● **Set exercise**:
Starting with the line that contains "of the toilet", copy every line through the end of the data below, exactly and with nothing added.

● **Material provided**:
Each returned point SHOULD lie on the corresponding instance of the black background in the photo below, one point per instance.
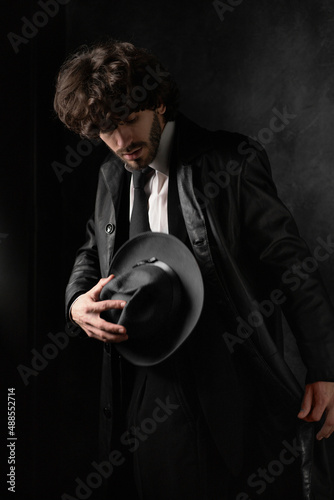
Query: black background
(232, 73)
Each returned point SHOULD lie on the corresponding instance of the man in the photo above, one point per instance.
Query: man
(232, 404)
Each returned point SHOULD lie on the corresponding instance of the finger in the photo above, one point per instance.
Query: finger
(97, 289)
(105, 305)
(306, 403)
(107, 327)
(328, 427)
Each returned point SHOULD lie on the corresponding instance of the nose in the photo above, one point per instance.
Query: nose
(122, 137)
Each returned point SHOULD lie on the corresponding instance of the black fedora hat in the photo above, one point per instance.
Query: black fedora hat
(159, 278)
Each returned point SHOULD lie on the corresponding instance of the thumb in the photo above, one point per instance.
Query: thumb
(306, 403)
(97, 289)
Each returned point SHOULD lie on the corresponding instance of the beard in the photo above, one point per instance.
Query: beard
(152, 147)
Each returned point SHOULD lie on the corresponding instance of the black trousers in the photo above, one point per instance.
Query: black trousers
(174, 456)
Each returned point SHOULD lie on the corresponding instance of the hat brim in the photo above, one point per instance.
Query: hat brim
(173, 252)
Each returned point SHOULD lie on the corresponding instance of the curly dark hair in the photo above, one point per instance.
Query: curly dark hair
(99, 86)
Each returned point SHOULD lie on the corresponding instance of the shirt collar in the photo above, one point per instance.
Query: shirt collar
(161, 161)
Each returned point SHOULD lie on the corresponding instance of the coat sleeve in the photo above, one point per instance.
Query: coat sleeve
(271, 234)
(86, 270)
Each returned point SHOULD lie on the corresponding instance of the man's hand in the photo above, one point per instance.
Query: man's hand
(319, 398)
(86, 312)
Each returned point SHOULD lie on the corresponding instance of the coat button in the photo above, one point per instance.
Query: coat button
(198, 242)
(107, 412)
(110, 228)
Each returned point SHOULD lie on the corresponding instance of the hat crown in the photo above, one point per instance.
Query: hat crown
(152, 292)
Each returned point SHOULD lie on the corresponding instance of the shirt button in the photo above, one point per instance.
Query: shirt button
(110, 228)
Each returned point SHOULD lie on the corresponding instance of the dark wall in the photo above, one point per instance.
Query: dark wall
(263, 58)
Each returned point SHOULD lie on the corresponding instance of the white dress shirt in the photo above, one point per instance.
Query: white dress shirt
(156, 188)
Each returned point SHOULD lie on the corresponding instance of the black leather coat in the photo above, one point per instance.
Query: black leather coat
(245, 242)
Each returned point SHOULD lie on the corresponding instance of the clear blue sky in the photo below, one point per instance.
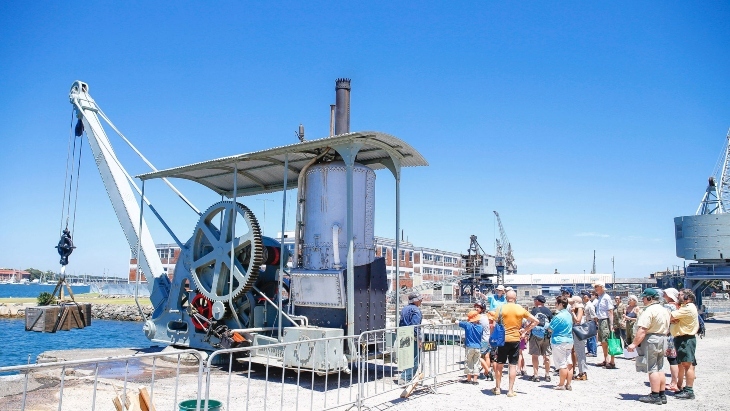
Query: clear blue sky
(587, 126)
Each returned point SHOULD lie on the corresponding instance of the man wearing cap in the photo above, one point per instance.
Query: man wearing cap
(650, 343)
(411, 315)
(604, 315)
(540, 338)
(485, 349)
(589, 311)
(684, 327)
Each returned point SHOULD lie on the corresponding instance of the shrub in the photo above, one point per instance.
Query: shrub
(45, 298)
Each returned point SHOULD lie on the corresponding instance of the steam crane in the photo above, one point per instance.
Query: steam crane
(505, 259)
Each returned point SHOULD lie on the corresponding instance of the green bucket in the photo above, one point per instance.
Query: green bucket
(191, 405)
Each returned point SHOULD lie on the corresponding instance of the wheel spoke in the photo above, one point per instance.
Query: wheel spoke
(209, 234)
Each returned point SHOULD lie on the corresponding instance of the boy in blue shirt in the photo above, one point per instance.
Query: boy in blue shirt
(473, 341)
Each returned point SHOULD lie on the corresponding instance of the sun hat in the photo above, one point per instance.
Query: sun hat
(473, 316)
(672, 293)
(650, 293)
(413, 297)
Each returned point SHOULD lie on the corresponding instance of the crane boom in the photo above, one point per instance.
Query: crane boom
(504, 248)
(116, 182)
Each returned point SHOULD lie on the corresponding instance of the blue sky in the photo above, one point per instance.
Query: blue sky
(587, 126)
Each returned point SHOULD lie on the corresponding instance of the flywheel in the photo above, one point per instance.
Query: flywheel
(213, 240)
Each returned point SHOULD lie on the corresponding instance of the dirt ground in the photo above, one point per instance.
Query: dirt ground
(615, 389)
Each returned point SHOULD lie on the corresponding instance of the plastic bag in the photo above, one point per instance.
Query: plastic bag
(614, 345)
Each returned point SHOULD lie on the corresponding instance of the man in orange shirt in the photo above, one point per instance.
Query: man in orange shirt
(512, 316)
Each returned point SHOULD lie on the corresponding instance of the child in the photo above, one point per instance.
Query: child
(473, 341)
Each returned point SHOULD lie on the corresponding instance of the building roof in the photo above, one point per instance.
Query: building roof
(263, 171)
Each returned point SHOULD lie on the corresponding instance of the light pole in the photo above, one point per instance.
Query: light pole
(263, 228)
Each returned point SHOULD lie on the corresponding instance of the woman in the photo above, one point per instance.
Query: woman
(562, 342)
(579, 347)
(632, 313)
(671, 300)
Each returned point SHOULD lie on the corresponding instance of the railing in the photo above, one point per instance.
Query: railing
(104, 378)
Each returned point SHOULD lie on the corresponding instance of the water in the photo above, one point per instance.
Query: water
(32, 290)
(101, 334)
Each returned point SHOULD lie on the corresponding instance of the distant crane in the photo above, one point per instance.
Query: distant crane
(593, 270)
(505, 260)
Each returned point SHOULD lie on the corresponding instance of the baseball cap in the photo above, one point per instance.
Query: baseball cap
(650, 293)
(672, 293)
(413, 297)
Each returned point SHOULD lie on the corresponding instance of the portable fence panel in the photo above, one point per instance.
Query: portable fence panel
(311, 374)
(105, 383)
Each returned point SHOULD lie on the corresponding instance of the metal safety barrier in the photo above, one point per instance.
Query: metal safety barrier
(101, 381)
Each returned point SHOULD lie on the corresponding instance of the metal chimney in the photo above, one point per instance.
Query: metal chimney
(342, 103)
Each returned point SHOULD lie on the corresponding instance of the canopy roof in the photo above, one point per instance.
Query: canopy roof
(263, 171)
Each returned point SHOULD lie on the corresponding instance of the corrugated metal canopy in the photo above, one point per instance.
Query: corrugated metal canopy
(263, 171)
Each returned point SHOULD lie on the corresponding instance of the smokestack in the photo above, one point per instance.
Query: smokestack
(342, 106)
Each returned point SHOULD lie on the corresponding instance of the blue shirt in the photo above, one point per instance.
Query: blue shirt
(411, 315)
(562, 326)
(495, 301)
(472, 334)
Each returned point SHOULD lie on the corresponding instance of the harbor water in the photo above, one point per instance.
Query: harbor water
(19, 344)
(32, 290)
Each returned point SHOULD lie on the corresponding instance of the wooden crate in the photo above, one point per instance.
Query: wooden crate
(57, 317)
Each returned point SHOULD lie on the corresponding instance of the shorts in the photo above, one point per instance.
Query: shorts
(510, 351)
(562, 355)
(604, 332)
(539, 346)
(485, 348)
(651, 354)
(686, 346)
(471, 365)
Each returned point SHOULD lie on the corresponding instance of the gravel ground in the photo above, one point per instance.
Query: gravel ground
(615, 388)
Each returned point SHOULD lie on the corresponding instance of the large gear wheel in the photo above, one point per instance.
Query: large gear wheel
(211, 253)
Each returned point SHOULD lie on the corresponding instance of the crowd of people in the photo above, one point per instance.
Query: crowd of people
(656, 325)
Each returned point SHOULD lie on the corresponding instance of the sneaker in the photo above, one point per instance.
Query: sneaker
(651, 399)
(685, 395)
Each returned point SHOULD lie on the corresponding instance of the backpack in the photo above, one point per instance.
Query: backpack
(496, 339)
(701, 330)
(540, 330)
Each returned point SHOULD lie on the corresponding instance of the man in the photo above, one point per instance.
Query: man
(481, 308)
(589, 311)
(540, 338)
(512, 316)
(604, 317)
(651, 340)
(619, 323)
(411, 315)
(684, 325)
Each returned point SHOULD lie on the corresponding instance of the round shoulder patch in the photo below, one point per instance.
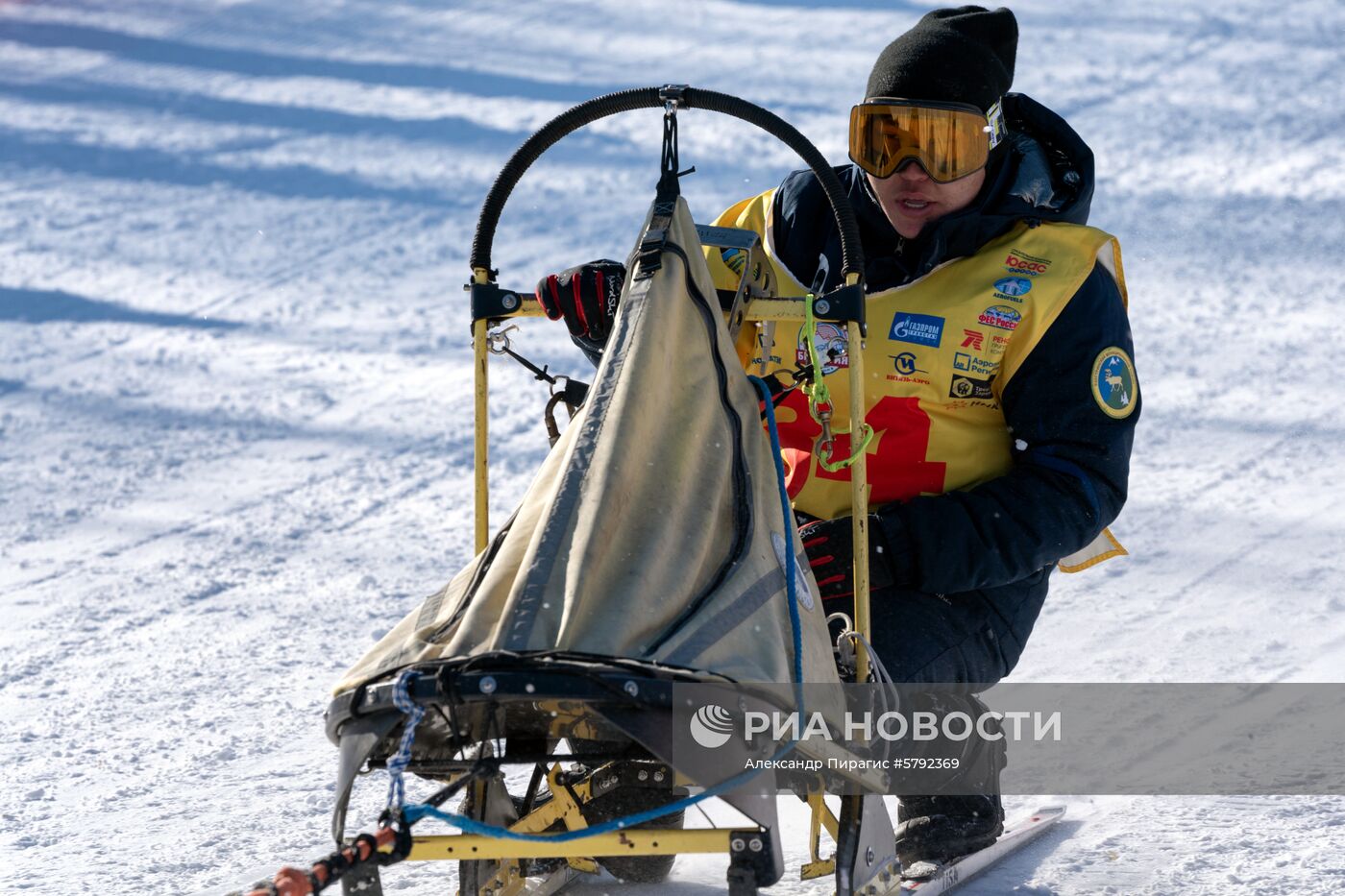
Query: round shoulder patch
(1113, 382)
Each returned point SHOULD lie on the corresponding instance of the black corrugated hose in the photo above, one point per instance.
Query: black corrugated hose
(612, 104)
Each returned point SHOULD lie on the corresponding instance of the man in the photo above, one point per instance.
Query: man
(1002, 399)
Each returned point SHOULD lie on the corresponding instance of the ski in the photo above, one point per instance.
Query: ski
(1017, 835)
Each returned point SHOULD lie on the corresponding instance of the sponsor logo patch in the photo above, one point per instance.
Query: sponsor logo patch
(920, 329)
(1012, 288)
(999, 316)
(974, 365)
(907, 369)
(970, 388)
(1019, 262)
(1113, 383)
(833, 348)
(905, 362)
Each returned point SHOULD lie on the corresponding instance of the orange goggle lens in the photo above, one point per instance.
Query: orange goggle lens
(948, 141)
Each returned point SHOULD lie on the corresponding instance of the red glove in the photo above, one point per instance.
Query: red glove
(584, 296)
(830, 545)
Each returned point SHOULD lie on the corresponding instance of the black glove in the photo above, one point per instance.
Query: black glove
(830, 545)
(585, 296)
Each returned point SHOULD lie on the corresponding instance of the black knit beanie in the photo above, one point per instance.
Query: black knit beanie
(965, 54)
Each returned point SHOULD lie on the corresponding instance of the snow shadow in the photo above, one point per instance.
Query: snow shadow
(268, 64)
(157, 166)
(42, 305)
(447, 130)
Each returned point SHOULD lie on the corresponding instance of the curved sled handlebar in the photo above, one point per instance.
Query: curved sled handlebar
(656, 98)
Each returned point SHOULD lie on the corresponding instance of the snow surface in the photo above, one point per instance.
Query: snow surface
(234, 419)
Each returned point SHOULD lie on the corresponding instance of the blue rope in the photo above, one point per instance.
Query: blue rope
(474, 826)
(399, 762)
(790, 560)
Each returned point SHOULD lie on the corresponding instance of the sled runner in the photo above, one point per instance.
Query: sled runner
(654, 552)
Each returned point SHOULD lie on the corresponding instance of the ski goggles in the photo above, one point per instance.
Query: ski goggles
(950, 140)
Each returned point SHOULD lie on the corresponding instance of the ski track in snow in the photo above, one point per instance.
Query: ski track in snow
(235, 428)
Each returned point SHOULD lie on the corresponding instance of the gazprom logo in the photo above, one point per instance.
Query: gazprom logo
(920, 329)
(712, 725)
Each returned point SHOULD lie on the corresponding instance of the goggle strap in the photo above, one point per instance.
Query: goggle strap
(995, 127)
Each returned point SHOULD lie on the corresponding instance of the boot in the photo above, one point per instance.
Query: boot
(965, 812)
(935, 831)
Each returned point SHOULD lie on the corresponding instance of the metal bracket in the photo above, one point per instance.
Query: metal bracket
(674, 94)
(867, 851)
(493, 303)
(841, 305)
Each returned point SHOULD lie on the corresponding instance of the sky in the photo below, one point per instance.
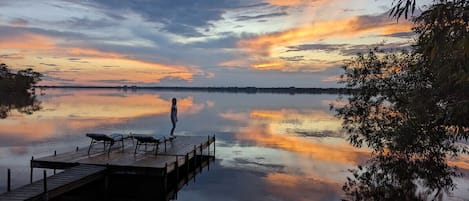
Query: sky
(261, 43)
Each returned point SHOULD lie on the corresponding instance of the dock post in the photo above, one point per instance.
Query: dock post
(165, 179)
(177, 168)
(46, 196)
(187, 167)
(31, 167)
(8, 180)
(195, 156)
(208, 144)
(106, 183)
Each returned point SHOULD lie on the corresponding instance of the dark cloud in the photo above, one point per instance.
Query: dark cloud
(324, 133)
(11, 56)
(263, 16)
(115, 81)
(387, 47)
(349, 50)
(46, 64)
(323, 47)
(294, 58)
(182, 17)
(402, 34)
(86, 23)
(229, 41)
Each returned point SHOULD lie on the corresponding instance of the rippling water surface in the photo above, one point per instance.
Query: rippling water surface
(269, 146)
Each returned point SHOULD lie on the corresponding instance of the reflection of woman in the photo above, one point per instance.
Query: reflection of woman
(174, 113)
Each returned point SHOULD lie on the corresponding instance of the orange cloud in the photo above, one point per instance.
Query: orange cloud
(301, 187)
(85, 110)
(294, 2)
(82, 52)
(266, 50)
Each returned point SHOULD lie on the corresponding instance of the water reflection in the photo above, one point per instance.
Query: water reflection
(269, 146)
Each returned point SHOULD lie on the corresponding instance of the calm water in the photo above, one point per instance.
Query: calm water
(269, 146)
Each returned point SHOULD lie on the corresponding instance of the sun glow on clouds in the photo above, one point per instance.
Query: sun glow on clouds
(267, 49)
(67, 113)
(92, 63)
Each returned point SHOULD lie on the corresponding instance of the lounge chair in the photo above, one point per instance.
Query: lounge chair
(106, 139)
(153, 140)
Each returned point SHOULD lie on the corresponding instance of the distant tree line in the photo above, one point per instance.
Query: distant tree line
(20, 81)
(411, 108)
(15, 93)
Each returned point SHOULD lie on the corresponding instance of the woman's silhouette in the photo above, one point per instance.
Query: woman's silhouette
(174, 111)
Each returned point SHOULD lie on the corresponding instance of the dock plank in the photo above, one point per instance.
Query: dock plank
(56, 184)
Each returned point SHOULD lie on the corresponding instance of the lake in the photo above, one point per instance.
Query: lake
(269, 146)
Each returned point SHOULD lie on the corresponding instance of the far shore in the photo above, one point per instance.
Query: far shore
(280, 90)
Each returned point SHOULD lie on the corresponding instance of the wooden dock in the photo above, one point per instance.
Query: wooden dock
(57, 184)
(81, 168)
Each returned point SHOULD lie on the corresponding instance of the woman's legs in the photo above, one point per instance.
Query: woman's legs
(174, 126)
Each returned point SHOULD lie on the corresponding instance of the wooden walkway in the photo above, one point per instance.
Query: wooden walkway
(82, 168)
(178, 152)
(57, 184)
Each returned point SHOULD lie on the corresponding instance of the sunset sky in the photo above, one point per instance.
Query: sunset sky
(263, 43)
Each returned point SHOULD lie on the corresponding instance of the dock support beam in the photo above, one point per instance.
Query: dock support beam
(165, 179)
(31, 174)
(46, 195)
(177, 168)
(8, 180)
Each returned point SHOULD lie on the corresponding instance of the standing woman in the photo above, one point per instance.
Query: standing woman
(174, 113)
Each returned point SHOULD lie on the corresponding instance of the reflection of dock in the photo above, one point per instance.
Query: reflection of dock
(165, 172)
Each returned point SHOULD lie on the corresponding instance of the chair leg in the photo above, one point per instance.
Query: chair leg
(91, 144)
(157, 146)
(110, 146)
(136, 147)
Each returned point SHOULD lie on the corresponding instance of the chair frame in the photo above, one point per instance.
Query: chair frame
(106, 140)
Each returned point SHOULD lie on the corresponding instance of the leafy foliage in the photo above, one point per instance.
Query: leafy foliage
(411, 109)
(14, 91)
(19, 81)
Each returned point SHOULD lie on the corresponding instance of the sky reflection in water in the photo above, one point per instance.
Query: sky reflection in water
(269, 146)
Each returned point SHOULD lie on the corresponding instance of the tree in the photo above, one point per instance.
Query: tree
(411, 109)
(20, 81)
(14, 91)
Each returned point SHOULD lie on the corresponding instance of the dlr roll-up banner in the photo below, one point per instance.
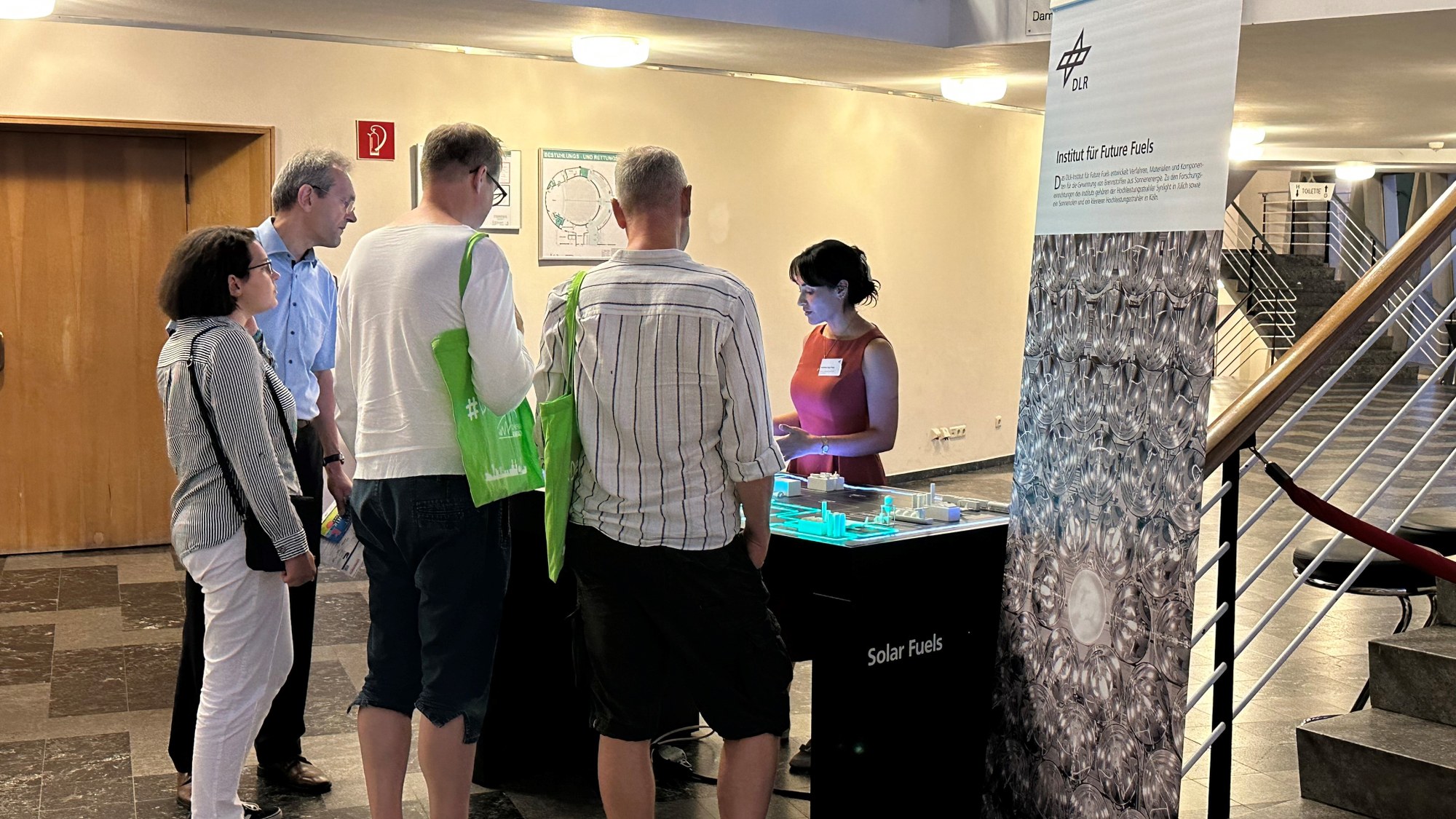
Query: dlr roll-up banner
(1097, 608)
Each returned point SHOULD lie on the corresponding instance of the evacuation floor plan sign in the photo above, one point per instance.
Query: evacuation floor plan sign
(1097, 605)
(577, 190)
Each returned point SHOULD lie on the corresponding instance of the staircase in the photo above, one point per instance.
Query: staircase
(1396, 759)
(1317, 290)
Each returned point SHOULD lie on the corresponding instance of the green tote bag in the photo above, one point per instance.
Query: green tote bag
(499, 451)
(563, 443)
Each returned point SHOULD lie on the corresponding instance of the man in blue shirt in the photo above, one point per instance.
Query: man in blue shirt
(314, 203)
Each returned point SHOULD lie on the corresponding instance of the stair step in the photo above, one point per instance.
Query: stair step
(1445, 602)
(1380, 762)
(1302, 809)
(1415, 673)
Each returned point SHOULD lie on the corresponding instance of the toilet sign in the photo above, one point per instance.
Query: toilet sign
(376, 139)
(1311, 191)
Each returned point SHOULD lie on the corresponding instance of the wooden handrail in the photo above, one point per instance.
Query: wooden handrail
(1250, 410)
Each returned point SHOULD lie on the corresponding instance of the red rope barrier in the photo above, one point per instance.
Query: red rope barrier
(1415, 554)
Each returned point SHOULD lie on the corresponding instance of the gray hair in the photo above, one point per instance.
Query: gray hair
(464, 145)
(650, 177)
(314, 168)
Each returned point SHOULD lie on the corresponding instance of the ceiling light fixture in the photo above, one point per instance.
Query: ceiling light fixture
(609, 52)
(1246, 136)
(25, 9)
(973, 90)
(1355, 171)
(1246, 154)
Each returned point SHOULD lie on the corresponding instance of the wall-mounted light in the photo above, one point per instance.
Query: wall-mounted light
(1355, 171)
(1246, 154)
(1246, 136)
(25, 9)
(609, 52)
(973, 90)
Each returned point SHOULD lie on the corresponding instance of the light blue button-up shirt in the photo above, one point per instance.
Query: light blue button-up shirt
(304, 327)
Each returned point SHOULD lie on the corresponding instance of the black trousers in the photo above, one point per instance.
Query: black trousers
(279, 740)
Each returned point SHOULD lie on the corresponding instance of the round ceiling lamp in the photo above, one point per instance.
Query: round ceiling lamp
(27, 9)
(973, 90)
(1355, 171)
(609, 52)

● **Correct response**:
Each returned point SHOULD lie on the corresponding instance of the toilet sign in the photo above, one point per instance.
Query: toilet sign
(376, 139)
(1311, 191)
Each returned point SHOULD lie on the corresponding instance of the wooden handrail in the photo above, one point per instance.
Query: wooden handrail
(1250, 410)
Each returned point SHOULD lie on the corresponding instance of the red rope barrier in the photo above, one point per instance.
Query: red rope barrier
(1415, 554)
Each returned point SHOULD lie on the corresponding instance of the gray hair in the photo above, one point per instance.
Query: gray hair
(464, 145)
(650, 177)
(314, 168)
Each returned point SHOULD lie on the corresponding instance of the ceiling light fixture in the photo above, one point per instance.
Query: ceiling light fixture
(609, 52)
(1246, 136)
(25, 9)
(973, 90)
(1355, 171)
(1246, 154)
Each returned point SHOULD lie on the corresponding instance of the wall-mounted light in the photo above, one point per instance.
Query: wall-mounted light
(1355, 171)
(1246, 154)
(1246, 136)
(25, 9)
(609, 52)
(973, 90)
Each returned point SHOULD lie on the corresponding instance of the light blue button-up shirt in the photo above, one point per instance.
Query: light blue button-up shirt
(304, 327)
Each returned point SHOULD lie on the corresponding instance of the black trousers in the photo above, one point per instance.
Query: black trousers
(279, 740)
Each returned point SHOULD lie on the corresponding instance of the round ceiling lamp in the photo above, one point per instance.
Query: round ceiling lamp
(27, 9)
(973, 90)
(1355, 171)
(609, 52)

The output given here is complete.